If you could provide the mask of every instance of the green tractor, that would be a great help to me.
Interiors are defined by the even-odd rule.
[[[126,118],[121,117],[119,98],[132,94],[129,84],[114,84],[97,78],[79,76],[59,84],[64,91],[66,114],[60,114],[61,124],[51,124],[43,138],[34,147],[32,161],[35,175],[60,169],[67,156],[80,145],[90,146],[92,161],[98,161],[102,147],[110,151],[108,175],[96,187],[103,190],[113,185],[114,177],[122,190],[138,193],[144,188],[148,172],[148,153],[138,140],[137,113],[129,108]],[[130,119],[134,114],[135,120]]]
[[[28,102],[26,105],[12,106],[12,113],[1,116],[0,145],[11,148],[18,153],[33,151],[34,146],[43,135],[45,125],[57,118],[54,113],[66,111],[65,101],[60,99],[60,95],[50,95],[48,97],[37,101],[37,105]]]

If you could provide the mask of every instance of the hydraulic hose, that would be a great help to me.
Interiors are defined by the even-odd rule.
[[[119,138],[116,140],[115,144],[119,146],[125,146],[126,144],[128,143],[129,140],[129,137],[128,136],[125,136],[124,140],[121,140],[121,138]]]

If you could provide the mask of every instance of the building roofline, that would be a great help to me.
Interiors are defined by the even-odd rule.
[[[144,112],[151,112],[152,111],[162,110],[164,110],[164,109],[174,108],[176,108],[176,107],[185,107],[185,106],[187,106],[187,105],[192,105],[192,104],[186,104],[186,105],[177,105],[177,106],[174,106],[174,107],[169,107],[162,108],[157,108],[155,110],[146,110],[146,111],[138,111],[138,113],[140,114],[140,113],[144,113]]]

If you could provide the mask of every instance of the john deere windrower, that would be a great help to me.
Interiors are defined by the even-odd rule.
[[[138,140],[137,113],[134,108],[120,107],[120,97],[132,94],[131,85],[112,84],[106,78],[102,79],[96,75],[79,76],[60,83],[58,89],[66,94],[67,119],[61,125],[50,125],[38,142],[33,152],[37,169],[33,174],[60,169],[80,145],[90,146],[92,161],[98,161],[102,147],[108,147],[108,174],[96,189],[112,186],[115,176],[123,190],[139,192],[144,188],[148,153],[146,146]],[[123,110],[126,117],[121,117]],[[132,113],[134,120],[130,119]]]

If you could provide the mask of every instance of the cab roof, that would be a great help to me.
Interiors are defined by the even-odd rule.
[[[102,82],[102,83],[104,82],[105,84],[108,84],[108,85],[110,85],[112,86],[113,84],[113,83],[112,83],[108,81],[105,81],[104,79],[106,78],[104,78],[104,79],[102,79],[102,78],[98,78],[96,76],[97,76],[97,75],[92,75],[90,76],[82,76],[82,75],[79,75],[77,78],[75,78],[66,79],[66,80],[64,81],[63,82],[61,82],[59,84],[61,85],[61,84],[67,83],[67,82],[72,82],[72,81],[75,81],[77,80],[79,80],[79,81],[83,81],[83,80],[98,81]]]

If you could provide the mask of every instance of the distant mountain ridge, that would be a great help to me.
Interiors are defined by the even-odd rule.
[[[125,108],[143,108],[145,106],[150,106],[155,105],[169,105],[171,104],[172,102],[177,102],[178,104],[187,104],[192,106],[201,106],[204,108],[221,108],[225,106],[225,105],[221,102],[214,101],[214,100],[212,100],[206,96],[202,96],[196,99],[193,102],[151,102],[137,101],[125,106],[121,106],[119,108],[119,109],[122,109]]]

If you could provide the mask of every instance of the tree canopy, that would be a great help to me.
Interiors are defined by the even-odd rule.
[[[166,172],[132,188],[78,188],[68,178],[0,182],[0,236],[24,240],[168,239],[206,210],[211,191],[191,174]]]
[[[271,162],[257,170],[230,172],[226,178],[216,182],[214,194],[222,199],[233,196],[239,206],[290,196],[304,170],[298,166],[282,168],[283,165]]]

• [WHAT YOU NEED TO DO] State how many lines of the rows above contain the string "mask", counting only case-sensitive matches, and give the number alone.

• [THE RESULT] 7